_Task directions:_
Look through the data below. Collect every line where the word "stem" occurs.

Collected data
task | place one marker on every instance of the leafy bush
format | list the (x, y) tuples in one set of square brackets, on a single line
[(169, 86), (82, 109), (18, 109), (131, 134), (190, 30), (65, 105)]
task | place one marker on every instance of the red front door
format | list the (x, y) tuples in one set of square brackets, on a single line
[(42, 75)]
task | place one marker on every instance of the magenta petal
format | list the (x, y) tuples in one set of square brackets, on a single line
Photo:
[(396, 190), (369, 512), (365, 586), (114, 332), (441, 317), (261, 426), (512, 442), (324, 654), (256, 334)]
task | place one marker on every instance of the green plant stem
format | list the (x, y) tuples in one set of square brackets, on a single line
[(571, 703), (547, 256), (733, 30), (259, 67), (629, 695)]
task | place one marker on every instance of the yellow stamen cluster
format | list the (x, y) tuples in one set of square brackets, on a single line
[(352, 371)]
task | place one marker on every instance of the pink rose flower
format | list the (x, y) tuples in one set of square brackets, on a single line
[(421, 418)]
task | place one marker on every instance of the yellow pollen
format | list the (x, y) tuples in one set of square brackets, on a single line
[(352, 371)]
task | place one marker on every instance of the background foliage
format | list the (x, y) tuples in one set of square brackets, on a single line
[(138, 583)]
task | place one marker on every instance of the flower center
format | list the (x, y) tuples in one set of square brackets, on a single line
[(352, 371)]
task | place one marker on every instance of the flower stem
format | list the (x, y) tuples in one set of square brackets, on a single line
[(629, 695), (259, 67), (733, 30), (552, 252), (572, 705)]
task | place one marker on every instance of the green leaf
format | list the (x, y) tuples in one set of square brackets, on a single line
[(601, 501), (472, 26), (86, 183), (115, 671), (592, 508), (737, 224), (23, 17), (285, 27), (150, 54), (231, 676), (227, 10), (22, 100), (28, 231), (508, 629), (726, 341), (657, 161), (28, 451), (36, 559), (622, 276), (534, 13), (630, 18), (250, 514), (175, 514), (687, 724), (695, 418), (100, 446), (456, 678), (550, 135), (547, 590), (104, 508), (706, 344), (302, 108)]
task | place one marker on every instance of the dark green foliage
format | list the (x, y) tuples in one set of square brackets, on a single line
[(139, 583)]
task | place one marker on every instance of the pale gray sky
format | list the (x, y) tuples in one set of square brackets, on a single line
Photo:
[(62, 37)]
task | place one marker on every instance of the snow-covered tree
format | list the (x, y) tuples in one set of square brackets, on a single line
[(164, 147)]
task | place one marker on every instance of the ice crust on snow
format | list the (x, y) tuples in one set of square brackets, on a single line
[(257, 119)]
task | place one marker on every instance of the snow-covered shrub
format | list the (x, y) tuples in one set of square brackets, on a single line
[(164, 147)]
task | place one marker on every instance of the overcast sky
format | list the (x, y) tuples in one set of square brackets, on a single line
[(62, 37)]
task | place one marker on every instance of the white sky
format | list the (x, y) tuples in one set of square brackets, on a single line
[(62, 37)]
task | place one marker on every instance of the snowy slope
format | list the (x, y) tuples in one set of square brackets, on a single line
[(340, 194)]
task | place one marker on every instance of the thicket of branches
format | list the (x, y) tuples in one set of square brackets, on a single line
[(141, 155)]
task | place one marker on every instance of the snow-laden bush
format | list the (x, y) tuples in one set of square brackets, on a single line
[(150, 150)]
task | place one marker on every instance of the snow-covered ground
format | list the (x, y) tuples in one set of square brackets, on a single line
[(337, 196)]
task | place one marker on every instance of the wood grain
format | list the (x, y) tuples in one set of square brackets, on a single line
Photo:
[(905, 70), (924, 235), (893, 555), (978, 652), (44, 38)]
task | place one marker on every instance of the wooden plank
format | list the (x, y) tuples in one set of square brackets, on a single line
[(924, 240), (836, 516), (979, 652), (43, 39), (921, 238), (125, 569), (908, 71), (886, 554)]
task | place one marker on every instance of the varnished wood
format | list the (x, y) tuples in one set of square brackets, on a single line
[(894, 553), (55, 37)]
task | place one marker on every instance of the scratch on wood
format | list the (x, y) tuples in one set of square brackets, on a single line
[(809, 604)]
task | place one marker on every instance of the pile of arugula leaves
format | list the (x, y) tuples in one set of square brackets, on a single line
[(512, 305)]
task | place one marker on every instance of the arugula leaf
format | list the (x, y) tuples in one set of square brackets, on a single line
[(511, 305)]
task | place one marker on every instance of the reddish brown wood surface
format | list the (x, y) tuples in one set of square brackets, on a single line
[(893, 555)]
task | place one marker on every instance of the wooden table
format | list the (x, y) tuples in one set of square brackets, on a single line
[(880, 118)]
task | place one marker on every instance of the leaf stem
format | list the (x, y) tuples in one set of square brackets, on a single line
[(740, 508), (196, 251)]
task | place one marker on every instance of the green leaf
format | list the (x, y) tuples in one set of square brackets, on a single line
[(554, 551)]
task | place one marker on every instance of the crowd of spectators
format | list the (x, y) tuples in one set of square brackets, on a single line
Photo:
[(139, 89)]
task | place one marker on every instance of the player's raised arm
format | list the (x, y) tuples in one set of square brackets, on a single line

_Output below:_
task | place one marker on every instance of the green plant stem
task | place one marker on every instance of the flower stem
task | place one marker on every instance of the leaf stem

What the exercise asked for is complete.